Stated problem: Only the run of lines from the one containing "Identify one point per instance of the mown" through the last line should be returned, exactly as written.

------------------------------------------------

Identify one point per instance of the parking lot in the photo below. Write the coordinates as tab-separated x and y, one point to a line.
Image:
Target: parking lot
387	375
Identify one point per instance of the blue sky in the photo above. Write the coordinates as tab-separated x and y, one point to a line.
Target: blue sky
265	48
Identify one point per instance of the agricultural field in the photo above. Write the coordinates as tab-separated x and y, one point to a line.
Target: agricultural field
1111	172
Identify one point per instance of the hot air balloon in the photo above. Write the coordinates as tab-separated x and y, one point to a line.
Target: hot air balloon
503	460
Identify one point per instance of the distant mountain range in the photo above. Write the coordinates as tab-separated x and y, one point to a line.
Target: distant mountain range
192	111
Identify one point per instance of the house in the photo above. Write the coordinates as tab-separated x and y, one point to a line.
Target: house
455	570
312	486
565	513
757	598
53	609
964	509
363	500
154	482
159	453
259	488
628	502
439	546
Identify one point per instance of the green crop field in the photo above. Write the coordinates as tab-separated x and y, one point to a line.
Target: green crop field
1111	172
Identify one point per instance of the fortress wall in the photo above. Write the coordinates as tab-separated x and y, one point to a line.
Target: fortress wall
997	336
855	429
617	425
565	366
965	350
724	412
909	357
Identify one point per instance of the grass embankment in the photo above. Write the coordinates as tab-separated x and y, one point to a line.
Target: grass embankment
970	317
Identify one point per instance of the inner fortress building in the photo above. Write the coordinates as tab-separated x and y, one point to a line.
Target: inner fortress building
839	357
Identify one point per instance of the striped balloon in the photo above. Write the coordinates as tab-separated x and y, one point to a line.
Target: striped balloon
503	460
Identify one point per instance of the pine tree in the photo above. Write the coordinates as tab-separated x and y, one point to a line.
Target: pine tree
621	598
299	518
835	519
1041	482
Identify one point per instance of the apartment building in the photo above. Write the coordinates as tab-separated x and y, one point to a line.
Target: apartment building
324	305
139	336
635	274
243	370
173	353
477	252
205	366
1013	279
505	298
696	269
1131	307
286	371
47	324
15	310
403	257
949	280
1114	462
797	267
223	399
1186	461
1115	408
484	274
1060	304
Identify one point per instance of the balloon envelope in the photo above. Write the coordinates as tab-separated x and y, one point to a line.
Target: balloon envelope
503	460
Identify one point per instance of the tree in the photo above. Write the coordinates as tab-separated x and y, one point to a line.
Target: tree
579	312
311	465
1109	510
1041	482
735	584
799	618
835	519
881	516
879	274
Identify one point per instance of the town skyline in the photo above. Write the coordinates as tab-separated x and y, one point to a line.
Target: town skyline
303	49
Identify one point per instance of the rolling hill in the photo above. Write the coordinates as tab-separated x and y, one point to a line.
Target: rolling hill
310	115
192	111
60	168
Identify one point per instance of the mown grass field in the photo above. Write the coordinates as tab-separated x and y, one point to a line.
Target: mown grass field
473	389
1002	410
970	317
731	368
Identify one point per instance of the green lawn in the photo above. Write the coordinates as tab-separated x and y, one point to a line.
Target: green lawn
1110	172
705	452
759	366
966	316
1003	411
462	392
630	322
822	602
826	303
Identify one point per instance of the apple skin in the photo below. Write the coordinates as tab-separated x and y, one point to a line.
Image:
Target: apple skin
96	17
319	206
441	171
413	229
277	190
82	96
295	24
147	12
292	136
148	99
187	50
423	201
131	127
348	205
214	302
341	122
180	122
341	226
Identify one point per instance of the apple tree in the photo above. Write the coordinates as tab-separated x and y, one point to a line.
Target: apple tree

------------------------------------------------

Response to the exercise:
Identify one point per instance of the mown grass field in the photo above. Write the coordinates as tab-separated x and y, one point to a line.
Target: mown grass field
473	389
1002	410
970	317
731	368
Identify one point per instance of the green lawn in the photo above. Write the coordinates as tab-separated x and y, one point to a line.
Target: green lawn
1110	172
705	452
759	366
966	316
1003	411
462	392
630	322
822	602
826	303
Identify one point per instance of the apple skin in the photo below. Write the coordinates as tab-separated x and y, one point to a line.
Image:
Target: apple skin
96	17
319	206
441	171
413	229
277	190
82	96
295	24
147	12
292	136
148	99
187	50
423	201
131	127
348	205
214	302
341	122
180	122
341	226
Identify one point per instance of the apple tree in the photo above. Write the coordinates as tab-separated x and y, one point to a line.
Target: apple tree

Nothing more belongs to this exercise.